Saved data entries:
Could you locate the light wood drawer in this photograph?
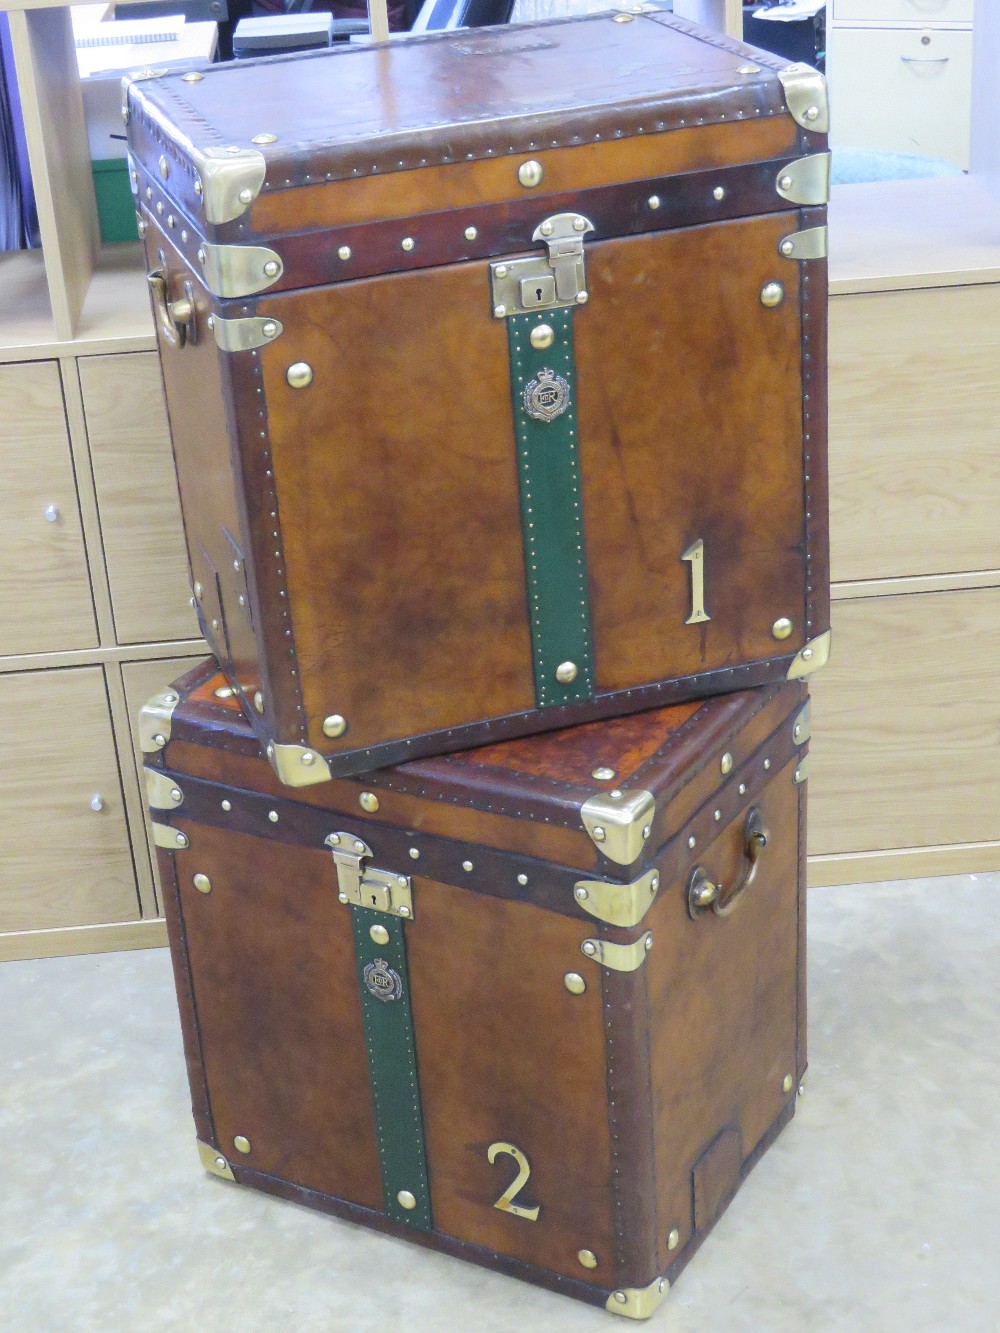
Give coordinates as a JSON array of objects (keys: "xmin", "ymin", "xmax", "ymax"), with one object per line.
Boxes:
[
  {"xmin": 121, "ymin": 654, "xmax": 205, "ymax": 913},
  {"xmin": 829, "ymin": 285, "xmax": 1000, "ymax": 584},
  {"xmin": 79, "ymin": 352, "xmax": 199, "ymax": 645},
  {"xmin": 809, "ymin": 588, "xmax": 1000, "ymax": 856},
  {"xmin": 0, "ymin": 361, "xmax": 97, "ymax": 657},
  {"xmin": 828, "ymin": 26, "xmax": 973, "ymax": 168},
  {"xmin": 833, "ymin": 0, "xmax": 973, "ymax": 24},
  {"xmin": 0, "ymin": 666, "xmax": 138, "ymax": 932}
]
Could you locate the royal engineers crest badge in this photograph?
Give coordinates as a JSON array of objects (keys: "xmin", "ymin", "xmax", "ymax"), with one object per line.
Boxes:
[
  {"xmin": 523, "ymin": 367, "xmax": 571, "ymax": 423},
  {"xmin": 363, "ymin": 957, "xmax": 403, "ymax": 1003}
]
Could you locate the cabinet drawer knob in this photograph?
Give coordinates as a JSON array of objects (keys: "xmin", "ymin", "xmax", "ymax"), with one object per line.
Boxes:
[
  {"xmin": 90, "ymin": 794, "xmax": 105, "ymax": 812},
  {"xmin": 44, "ymin": 504, "xmax": 59, "ymax": 523}
]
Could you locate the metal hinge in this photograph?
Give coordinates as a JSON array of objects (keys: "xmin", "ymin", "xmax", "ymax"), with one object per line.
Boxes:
[
  {"xmin": 327, "ymin": 833, "xmax": 413, "ymax": 919},
  {"xmin": 776, "ymin": 153, "xmax": 831, "ymax": 207},
  {"xmin": 490, "ymin": 212, "xmax": 595, "ymax": 318},
  {"xmin": 580, "ymin": 930, "xmax": 653, "ymax": 973},
  {"xmin": 573, "ymin": 867, "xmax": 660, "ymax": 928},
  {"xmin": 152, "ymin": 822, "xmax": 189, "ymax": 850}
]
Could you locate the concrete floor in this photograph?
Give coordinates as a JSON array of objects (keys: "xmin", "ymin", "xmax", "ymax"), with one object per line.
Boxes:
[{"xmin": 1, "ymin": 875, "xmax": 999, "ymax": 1333}]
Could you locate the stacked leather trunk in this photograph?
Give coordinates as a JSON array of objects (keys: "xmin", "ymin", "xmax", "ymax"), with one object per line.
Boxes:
[{"xmin": 129, "ymin": 11, "xmax": 829, "ymax": 1319}]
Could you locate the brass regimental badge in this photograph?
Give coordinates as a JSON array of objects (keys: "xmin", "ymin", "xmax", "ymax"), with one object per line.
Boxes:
[
  {"xmin": 523, "ymin": 367, "xmax": 571, "ymax": 424},
  {"xmin": 363, "ymin": 957, "xmax": 403, "ymax": 1003}
]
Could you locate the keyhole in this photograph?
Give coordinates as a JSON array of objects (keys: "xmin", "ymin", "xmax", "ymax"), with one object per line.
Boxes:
[
  {"xmin": 535, "ymin": 286, "xmax": 544, "ymax": 302},
  {"xmin": 370, "ymin": 893, "xmax": 378, "ymax": 907}
]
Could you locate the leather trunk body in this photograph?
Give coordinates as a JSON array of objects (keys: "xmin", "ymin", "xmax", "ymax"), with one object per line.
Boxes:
[
  {"xmin": 145, "ymin": 659, "xmax": 810, "ymax": 1317},
  {"xmin": 125, "ymin": 13, "xmax": 830, "ymax": 786}
]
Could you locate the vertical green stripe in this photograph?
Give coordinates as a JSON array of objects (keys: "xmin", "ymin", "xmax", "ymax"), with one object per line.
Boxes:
[
  {"xmin": 507, "ymin": 307, "xmax": 595, "ymax": 708},
  {"xmin": 350, "ymin": 909, "xmax": 431, "ymax": 1231}
]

Instructions for the task:
Would you write out each entry word for word and omit the images?

Exercise result:
Could you locate the light wood drawer in this photograph?
Give coordinates as a JSON array of objects (keys: "xmin", "ymin", "xmax", "ymax"), with one object per line.
Boxes:
[
  {"xmin": 121, "ymin": 654, "xmax": 205, "ymax": 913},
  {"xmin": 829, "ymin": 285, "xmax": 1000, "ymax": 584},
  {"xmin": 79, "ymin": 352, "xmax": 199, "ymax": 645},
  {"xmin": 809, "ymin": 588, "xmax": 1000, "ymax": 856},
  {"xmin": 0, "ymin": 361, "xmax": 97, "ymax": 657},
  {"xmin": 828, "ymin": 26, "xmax": 973, "ymax": 168},
  {"xmin": 833, "ymin": 0, "xmax": 973, "ymax": 24},
  {"xmin": 0, "ymin": 666, "xmax": 138, "ymax": 932}
]
Could you locate the royal engineers crest badge in this photograph?
Give coordinates as a JSON array of objects (keys: "xmin", "ymin", "xmax", "ymax"), with one object per line.
Boxes:
[
  {"xmin": 523, "ymin": 367, "xmax": 571, "ymax": 423},
  {"xmin": 363, "ymin": 957, "xmax": 403, "ymax": 1003}
]
Could you locate the cabinet drawer knob in this photograph?
Give coordinates as a JSON array of objects (keys: "xmin", "ymin", "xmax", "ymax"), with one object per line.
Boxes:
[
  {"xmin": 90, "ymin": 794, "xmax": 105, "ymax": 812},
  {"xmin": 44, "ymin": 504, "xmax": 59, "ymax": 523}
]
Could you locate the metal hinge in this photograph?
Give coordinates as a JSON array of objects (keys: "xmin", "ymin", "xmax", "ymax"), with one object per line.
Boxes:
[
  {"xmin": 327, "ymin": 833, "xmax": 413, "ymax": 919},
  {"xmin": 776, "ymin": 153, "xmax": 831, "ymax": 207},
  {"xmin": 490, "ymin": 212, "xmax": 595, "ymax": 318},
  {"xmin": 580, "ymin": 930, "xmax": 653, "ymax": 973},
  {"xmin": 573, "ymin": 867, "xmax": 660, "ymax": 928},
  {"xmin": 152, "ymin": 822, "xmax": 189, "ymax": 850}
]
Could you locate the concrete floor in this photograph?
Give coordinates as a JSON array of objects (keys: "xmin", "ymin", "xmax", "ymax"), with one object per line.
Boxes:
[{"xmin": 1, "ymin": 875, "xmax": 999, "ymax": 1333}]
Could you locate the stacked leather trunk in this photograph?
Give coordinates as a JSON array of objects (keys: "xmin", "ymin", "xmax", "ymax"), with one object per line.
Boxes:
[{"xmin": 129, "ymin": 11, "xmax": 829, "ymax": 1319}]
Could you locate the brass regimental badge in this photograph?
Give coordinates as a JSON array of objects (keys: "xmin", "ymin", "xmax", "ymax"), with one object per line.
Boxes:
[
  {"xmin": 523, "ymin": 367, "xmax": 571, "ymax": 424},
  {"xmin": 363, "ymin": 957, "xmax": 403, "ymax": 1003}
]
Could you locate the keyhole in this photograph?
Give coordinates as a JSON array of objects (keys: "xmin", "ymin", "xmax", "ymax"), with one object per line.
Boxes:
[
  {"xmin": 535, "ymin": 286, "xmax": 544, "ymax": 302},
  {"xmin": 370, "ymin": 893, "xmax": 378, "ymax": 907}
]
Could you locate the leather trunk body in this photograph?
Give coordinates as a JSON array of objects (keys: "xmin", "ymin", "xmax", "ymax"), with one object per line.
Boxes:
[
  {"xmin": 145, "ymin": 659, "xmax": 810, "ymax": 1317},
  {"xmin": 125, "ymin": 13, "xmax": 830, "ymax": 786}
]
Could you locate the vertical green stripe in this photograph?
Give coordinates as a JSON array of objects (keys: "xmin", "ymin", "xmax", "ymax"), with one object per line.
Boxes:
[
  {"xmin": 507, "ymin": 307, "xmax": 595, "ymax": 708},
  {"xmin": 350, "ymin": 909, "xmax": 431, "ymax": 1231}
]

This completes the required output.